[Region pointing data]
__________

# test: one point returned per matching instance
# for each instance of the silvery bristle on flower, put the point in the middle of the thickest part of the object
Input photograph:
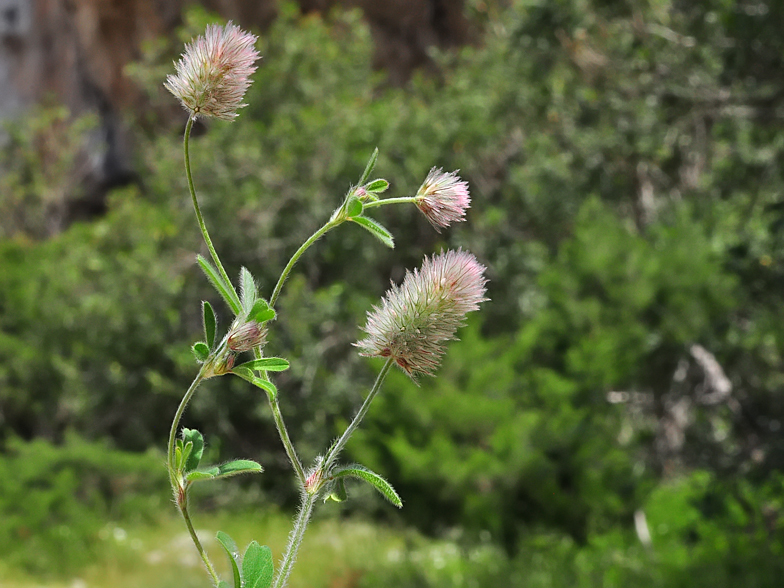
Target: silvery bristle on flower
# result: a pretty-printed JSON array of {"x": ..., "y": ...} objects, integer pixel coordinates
[
  {"x": 416, "y": 317},
  {"x": 214, "y": 72},
  {"x": 443, "y": 198}
]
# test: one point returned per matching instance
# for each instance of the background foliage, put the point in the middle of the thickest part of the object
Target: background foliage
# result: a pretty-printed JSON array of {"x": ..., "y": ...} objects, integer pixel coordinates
[{"x": 625, "y": 164}]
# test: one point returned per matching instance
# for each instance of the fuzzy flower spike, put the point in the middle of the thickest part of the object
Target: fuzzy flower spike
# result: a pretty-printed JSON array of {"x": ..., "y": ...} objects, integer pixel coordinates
[
  {"x": 443, "y": 198},
  {"x": 213, "y": 74},
  {"x": 416, "y": 317}
]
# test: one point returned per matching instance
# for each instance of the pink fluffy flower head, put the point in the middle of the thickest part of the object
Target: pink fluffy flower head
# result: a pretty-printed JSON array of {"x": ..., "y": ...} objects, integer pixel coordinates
[
  {"x": 443, "y": 198},
  {"x": 417, "y": 317},
  {"x": 213, "y": 74}
]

__________

**Assignment**
Repeat the records in full, precisely, and keep the pictures out.

**Output of the exercise**
# test: one point returned per matching instance
# for each instance of the silvery bristle on flower, put the point in the middle of the thickest part of the object
Input photograph:
Target: silvery bristle on flower
# result: a pretty-printed JSON array of {"x": ..., "y": ...} objects, integer pixel coordinates
[
  {"x": 416, "y": 317},
  {"x": 214, "y": 72},
  {"x": 443, "y": 198}
]
# test: one point returned per matching instance
# for each instance of the background foliage, put the point in the middle of the thickest part of the object
Target: background foliage
# result: a pretty-printed JSON array of {"x": ..., "y": ...} objects, integer pixel coordinates
[{"x": 625, "y": 164}]
# test: one point returned per matching instance
# for each instance of the fuzzy flower spike, put the point in the middle of the thickest part of the object
Target: fuzzy flower spike
# result: a pretty-printed JSON array of {"x": ..., "y": ...} objects, integer pixel coordinates
[
  {"x": 443, "y": 198},
  {"x": 213, "y": 74},
  {"x": 416, "y": 317}
]
# test: one point returned per matching instance
# for each instance of the pink fluffy flower head, put the point in the middle of the thickest part of the object
Target: pink fluffy flower head
# result: a pretty-printed JSON array of {"x": ..., "y": ...} objects, integer pixel coordinates
[
  {"x": 443, "y": 198},
  {"x": 417, "y": 317},
  {"x": 213, "y": 74}
]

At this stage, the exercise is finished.